EU Accuses U.S. of Breaking WTO Rules With Green Energy Incentives

LONDON (FT) - The U.S.’s flagship green technology legislation breaches global trade agreements, risks a global “race to the bottom” on clean energy incentives, and could lead to retaliation, Brussels has claimed.
In its first formal response on the Inflation Reduction Act, EU documents seen by the Financial Times state that the $369bn package of subsidies and tax credits for American producers and consumers contravenes World Trade Organization treaties that say countries such as the U.S. cannot discriminate against imported products.
Officials in Brussels also believe the package, passed in August, could trigger retaliation from the EU and other U.S. allies.
The European Commission comments sent to the U.S. Treasury state that five measures offering tax credits and subsidies “contain provisions with clearly discriminatory domestic content requirements, in breach of WTO rules”.
“If implemented in its current form, the Act risks causing not only economic damage to both the U.S. and its closest trading partners, resulting in inefficiencies and market distortions, but could also trigger a harmful global subsidy race to the bottom on key technologies and inputs for the green transition,” the document, which is due to be published on the U.S. Treasury’s website on Monday, said.
“Moreover it risks creating tensions that could lead to reciprocal or retaliatory measures.” The response highlights concern in European capitals that the act will hamper investment in green technologies throughout the EU and heightens the risk of a transatlantic trade war at a time of geopolitical uncertainty.
A subsidy race has already begun, with Canada saying last week that it would introduce tax credits for green investment to avoid companies being lured to the U.S.

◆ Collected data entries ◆
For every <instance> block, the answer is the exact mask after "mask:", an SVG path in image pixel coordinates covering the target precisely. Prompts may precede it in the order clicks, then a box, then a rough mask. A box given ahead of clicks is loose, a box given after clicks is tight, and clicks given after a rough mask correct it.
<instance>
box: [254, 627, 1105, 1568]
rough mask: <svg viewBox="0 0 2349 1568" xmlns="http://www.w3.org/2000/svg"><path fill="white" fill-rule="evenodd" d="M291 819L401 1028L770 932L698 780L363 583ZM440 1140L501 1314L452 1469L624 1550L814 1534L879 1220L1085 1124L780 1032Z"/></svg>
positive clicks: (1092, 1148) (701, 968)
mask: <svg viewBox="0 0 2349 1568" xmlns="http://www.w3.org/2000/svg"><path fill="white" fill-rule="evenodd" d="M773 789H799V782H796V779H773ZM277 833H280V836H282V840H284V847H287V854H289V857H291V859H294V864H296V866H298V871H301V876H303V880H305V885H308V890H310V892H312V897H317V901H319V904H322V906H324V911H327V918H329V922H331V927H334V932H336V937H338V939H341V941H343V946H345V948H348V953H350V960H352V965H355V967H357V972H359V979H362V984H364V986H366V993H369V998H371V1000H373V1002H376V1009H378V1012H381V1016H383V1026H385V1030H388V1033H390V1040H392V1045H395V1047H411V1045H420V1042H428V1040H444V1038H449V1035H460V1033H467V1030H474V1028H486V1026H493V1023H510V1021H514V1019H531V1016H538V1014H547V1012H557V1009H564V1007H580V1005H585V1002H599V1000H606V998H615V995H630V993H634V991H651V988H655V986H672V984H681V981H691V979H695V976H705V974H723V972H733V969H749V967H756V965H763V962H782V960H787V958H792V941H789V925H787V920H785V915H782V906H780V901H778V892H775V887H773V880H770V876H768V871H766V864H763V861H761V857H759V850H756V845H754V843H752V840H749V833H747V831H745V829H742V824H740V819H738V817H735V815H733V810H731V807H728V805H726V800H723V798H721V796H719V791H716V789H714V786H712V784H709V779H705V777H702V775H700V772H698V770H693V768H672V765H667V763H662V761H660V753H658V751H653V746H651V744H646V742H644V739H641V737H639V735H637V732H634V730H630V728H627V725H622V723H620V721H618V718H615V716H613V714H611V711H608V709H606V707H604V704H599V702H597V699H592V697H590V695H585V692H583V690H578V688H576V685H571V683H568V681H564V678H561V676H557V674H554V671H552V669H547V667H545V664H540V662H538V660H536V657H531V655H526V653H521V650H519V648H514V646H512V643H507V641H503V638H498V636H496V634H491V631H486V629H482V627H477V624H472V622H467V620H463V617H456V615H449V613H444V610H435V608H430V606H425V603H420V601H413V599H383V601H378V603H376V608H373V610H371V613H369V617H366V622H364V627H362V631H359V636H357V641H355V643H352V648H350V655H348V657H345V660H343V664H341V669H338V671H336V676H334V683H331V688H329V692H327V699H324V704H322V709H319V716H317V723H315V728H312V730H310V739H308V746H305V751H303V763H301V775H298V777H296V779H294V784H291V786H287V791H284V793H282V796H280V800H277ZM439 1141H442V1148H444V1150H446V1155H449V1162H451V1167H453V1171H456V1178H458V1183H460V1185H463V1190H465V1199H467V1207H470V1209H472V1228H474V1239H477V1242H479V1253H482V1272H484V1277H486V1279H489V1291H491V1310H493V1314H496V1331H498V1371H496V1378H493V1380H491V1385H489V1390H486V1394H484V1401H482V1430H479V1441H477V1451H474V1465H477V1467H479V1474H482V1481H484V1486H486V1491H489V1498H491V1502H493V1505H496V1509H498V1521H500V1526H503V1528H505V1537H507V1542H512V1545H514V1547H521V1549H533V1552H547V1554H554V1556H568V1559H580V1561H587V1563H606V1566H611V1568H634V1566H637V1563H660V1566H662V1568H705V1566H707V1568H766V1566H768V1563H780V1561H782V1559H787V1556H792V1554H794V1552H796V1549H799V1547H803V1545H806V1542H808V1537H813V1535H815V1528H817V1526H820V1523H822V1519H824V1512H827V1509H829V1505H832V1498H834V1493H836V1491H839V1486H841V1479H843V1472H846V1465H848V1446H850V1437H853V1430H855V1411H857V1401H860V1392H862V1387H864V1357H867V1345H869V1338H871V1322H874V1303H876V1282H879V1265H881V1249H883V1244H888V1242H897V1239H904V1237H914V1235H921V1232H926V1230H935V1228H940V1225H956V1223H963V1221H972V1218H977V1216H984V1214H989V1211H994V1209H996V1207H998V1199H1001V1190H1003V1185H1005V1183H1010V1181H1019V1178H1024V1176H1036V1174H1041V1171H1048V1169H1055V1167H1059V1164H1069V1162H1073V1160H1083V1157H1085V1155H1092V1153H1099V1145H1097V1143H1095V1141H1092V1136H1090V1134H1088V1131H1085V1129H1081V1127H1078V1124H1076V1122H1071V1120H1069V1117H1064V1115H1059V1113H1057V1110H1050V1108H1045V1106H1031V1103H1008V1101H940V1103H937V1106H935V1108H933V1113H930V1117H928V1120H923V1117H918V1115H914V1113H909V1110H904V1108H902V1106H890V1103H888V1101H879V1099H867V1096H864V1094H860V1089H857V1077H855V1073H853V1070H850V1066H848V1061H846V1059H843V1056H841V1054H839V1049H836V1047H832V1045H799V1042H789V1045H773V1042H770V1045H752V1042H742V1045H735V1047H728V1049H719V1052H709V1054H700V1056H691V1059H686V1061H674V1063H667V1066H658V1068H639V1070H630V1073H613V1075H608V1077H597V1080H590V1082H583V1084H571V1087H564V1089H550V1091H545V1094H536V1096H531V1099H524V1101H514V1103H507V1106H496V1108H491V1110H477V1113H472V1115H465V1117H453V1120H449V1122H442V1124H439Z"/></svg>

◆ TASKS ◆
[A] From the article on EU trade objections, duplicate the passage starting at "LONDON (FT) - The" and ending at "Brussels has claimed.".
[B] According to the article on EU trade objections, what did Canada say last week it would introduce?
The rows were drawn from a separate source and have no connection to the article.

◆ ANSWER SECTION ◆
[A]
LONDON (FT) - The U.S.’s flagship green technology legislation breaches global trade agreements, risks a global “race to the bottom” on clean energy incentives, and could lead to retaliation, Brussels has claimed.

[B] Tax credits for green investment, to avoid companies being lured to the U.S.